AUSGANGSTEXT —
┌──

2. Dagegen wendet sich die Revision mit Erfolg. Wie das Berufungsgericht im Ausgangspunkt nicht verkannt hat, ist der Kläger für die tatbestandlichen Voraussetzungen des von ihm geltend gemachten Herausgabeanspruchs nach § 528 Abs. 1 BGB darlegungs- und beweispflichtig. Dazu gehört insbesondere die Darlegung, daß und inwieweit er außerstande ist, seinen angemessenen Lebensunterhalt zu bestreiten.
Da der Kläger bei Schluß der mündlichen Verhandlung das 65. Lebensjahr vollendet hatte und, wovon auch das Berufungsgericht in anderem Zusammenhang ausgeht, unstreitig einen Rentenantrag gestellt hatte, hatte er sich dazu zu äußern, ob ihm zum Zeitpunkt der mündlichen Verhandlung ein Anspruch auf eine Sozialversicherungsrente zustand und auf welchen Betrag sich dieser belief. Auf jeden Fall hatte er sich zu der Behauptung der Beklagten zu erklären, nach ihrer Kenntnis sei ihm eine Rente bewilligt worden (§ 138 Abs. 1 und 2 ZPO), und das Berufungsgericht hatte auf eine solche Erklärung hinzuwirken (§ 139 Abs. 1 ZPO a.F.). Die mangelnde Genauigkeit der Behauptung der Beklagten stand dem nicht entgegen, da die Beklagte über keine nähere Kenntnis der Rentenansprüche des Klägers verfügen konnte.

└──

BEREITGESTELLTE DATEN —
┌──

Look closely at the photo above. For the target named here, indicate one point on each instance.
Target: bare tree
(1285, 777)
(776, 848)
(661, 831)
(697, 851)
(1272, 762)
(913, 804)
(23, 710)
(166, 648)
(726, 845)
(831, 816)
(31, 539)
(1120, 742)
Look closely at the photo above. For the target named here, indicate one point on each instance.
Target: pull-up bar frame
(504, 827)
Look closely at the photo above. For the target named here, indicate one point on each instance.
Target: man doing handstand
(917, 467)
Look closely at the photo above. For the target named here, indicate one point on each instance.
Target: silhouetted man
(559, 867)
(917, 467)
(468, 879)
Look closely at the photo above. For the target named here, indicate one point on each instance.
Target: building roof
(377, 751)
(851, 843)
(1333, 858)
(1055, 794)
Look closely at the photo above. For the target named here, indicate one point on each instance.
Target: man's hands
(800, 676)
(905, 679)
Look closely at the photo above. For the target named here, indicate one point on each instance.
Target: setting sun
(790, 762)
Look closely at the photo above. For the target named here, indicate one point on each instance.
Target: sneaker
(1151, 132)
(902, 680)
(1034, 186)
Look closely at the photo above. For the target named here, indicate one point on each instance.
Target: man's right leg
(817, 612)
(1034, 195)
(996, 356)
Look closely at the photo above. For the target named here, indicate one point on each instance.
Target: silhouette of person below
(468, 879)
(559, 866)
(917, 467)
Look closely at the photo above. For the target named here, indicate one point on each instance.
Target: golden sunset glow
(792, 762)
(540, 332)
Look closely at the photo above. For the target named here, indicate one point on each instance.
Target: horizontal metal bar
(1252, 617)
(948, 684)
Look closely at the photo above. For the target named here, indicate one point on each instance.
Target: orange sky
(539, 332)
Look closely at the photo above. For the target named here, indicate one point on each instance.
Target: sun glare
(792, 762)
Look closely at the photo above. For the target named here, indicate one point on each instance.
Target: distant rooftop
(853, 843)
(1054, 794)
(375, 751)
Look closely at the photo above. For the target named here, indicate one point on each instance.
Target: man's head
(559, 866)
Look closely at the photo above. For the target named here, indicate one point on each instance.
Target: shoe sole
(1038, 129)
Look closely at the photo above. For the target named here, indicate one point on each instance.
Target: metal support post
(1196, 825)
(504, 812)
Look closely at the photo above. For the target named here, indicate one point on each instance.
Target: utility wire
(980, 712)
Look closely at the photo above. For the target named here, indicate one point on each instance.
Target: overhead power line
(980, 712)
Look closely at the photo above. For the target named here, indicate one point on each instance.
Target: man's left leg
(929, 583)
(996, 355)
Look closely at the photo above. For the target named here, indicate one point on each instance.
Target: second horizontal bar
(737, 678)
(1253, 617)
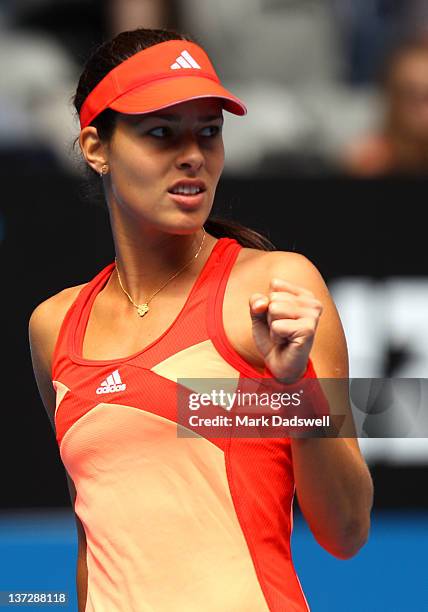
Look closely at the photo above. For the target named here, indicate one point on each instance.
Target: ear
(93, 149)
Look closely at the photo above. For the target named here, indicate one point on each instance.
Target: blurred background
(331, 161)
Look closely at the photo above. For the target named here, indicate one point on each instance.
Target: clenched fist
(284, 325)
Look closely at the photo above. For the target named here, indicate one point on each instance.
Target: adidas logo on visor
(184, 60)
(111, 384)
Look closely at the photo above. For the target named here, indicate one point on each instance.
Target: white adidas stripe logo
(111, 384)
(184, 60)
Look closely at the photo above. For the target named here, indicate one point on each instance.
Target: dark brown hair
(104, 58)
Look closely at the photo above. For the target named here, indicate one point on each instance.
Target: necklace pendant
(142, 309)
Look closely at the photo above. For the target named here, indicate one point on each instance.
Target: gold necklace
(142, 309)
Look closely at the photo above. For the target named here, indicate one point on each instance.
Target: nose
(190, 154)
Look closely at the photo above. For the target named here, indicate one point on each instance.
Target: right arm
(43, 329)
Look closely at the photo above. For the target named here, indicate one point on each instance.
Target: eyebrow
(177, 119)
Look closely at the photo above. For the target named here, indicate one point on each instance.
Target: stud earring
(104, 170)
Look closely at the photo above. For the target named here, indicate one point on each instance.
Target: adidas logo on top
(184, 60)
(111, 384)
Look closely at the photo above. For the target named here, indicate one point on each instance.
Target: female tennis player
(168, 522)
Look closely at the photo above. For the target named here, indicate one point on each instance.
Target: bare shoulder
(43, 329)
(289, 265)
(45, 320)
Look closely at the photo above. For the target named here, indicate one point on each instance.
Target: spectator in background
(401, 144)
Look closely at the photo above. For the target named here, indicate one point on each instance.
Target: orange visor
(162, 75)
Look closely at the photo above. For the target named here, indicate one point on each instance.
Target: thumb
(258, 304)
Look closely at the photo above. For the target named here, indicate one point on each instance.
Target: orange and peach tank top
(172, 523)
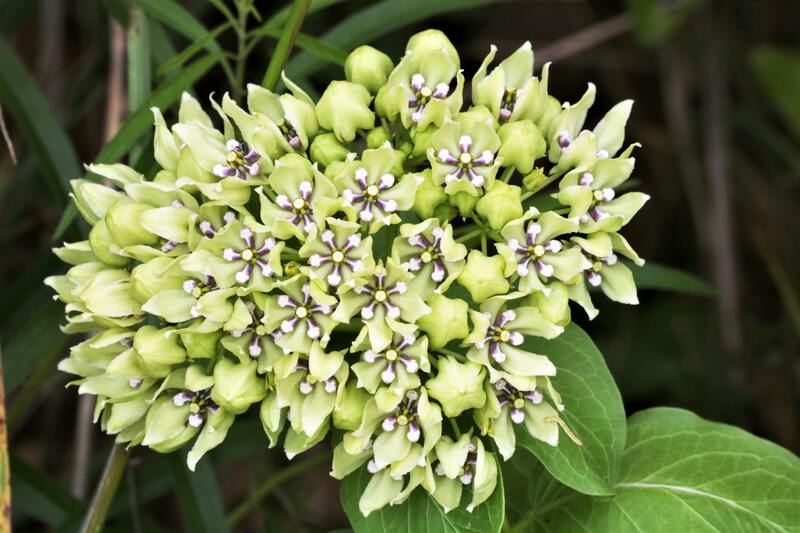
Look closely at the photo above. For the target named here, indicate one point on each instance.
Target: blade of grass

└──
┌──

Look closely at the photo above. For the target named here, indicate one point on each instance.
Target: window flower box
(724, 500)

└──

AUFGABEN —
1. Geben Sie den Absatz des Ausgangstexts, der mit „Da der Kläger bei Schluß“ beginnt, als knappe Liste wieder und behalten Sie dabei seine wesentlichen Aussagen bei.
2. Erklären Sie in ein bis drei Sätzen, warum laut Ausgangstext die mangelnde Genauigkeit der Behauptung der Beklagten die Erklärungspflicht des Klägers nicht aufhob.
3. Schreiben Sie den Ausgangstext über den Herausgabeanspruch des Klägers nach seinem letzten Satz weiter.
Die Daten stehen in keinem Zusammenhang mit dem Ausgangstext.

LÖSUNGEN —
1.
- Bei Schluss der mündlichen Verhandlung hatte der Kläger das 65. Lebensjahr vollendet und unstreitig einen Rentenantrag gestellt.
- Deshalb musste er sich dazu äußern, ob ihm zu diesem Zeitpunkt ein Anspruch auf eine Sozialversicherungsrente zustand und in welcher Höhe.
- Jedenfalls musste er sich zu der Behauptung der Beklagten erklären, ihm sei eine Rente bewilligt worden (§ 138 Abs. 1 und 2 ZPO).
- Das Berufungsgericht hatte auf eine solche Erklärung hinzuwirken (§ 139 Abs. 1 ZPO a.F.).
- Dass die Behauptung der Beklagten ungenau war, änderte daran nichts, weil die Beklagte keine nähere Kenntnis der Rentenansprüche des Klägers haben konnte.

2. Die Beklagte konnte über keine nähere Kenntnis der Rentenansprüche des Klägers verfügen. Eine genauere Behauptung war von ihr daher nicht zu erwarten, sodass der Kläger sich trotzdem zu ihr erklären musste.

3.
Da somit der Notbedarf des Klägers nicht rechtsfehlerfrei festgestellt ist, kann das Berufungsurteil schon deshalb keinen Bestand haben.
II. Das Geschenk ist ferner nach § 528 Abs. 1 BGB nur herauszugeben, soweit der Schenker zur Bestreitung seines angemessenen Unterhalts außerstande ist. Grundsätzlich wird beim Rückforderungsanspruch gemäß § 528 Abs. 1 Satz 1 BGB zwar Naturalrestitution (§ 812 Abs. 1 Satz 1 BGB) geschuldet. Ist der Unterhaltsbedarf aber geringer als der Wert des geschenkten Gegenstandes und ist bei einem real unteilbaren Geschenk - wie es hier in Form eines Grundstücks vorliegt - eine Teilherausgabe unmöglich, ist gemäß § 818 Abs. 2 BGB (Teil-) Wertersatz in Geld zu leisten (BGHZ 94, 141, 143 f.). Bei regelmäßig wiederkehrendem Bedarf richtet sich der Anspruch aus § 528 Abs. 1 Satz 1 BGB demgemäß nach ständiger Rechtsprechung auf wiederkehrende Leistungen des Beschenkten in einer dem angemessenen Unterhaltsbedarf entsprechenden Höhe, und zwar so lange, bis der Wert des Schenkungsgegenstandes erschöpft ist (Senat, BGHZ 137, 76, 83; 146, 228, 231; BGH, Urt. v. 17. Januar 1996 - IV ZR 184/94, NJW 1996, 987 f.). Daß die Beklagte in der Vergangenheit den erforderlichen Unterhalt nicht geleistet hat, ändert an dieser Rechtslage nichts. Die Verurteilung der Beklagten zur Herausgabe des Grundstücks ist daher rechtsfehlerhaft.
III. Das Berufungsurteil ist auch nicht aus anderem Grunde im Ergebnis zutreffend. Zwar könnte der Kläger Herausgabe des Grundstücks verlangen, wenn er die Schenkung wegen groben Undanks der Beklagten wirksam widerrufen hätte (§§ 530 Abs. 1, 531 Abs. 2 BGB). Zu den tatbestandlichen Voraussetzungen des geltend gemachten Widerrufsgrundes hat das Berufungsgericht - wie bereits das Landgericht - jedoch keine Feststellungen getroffen.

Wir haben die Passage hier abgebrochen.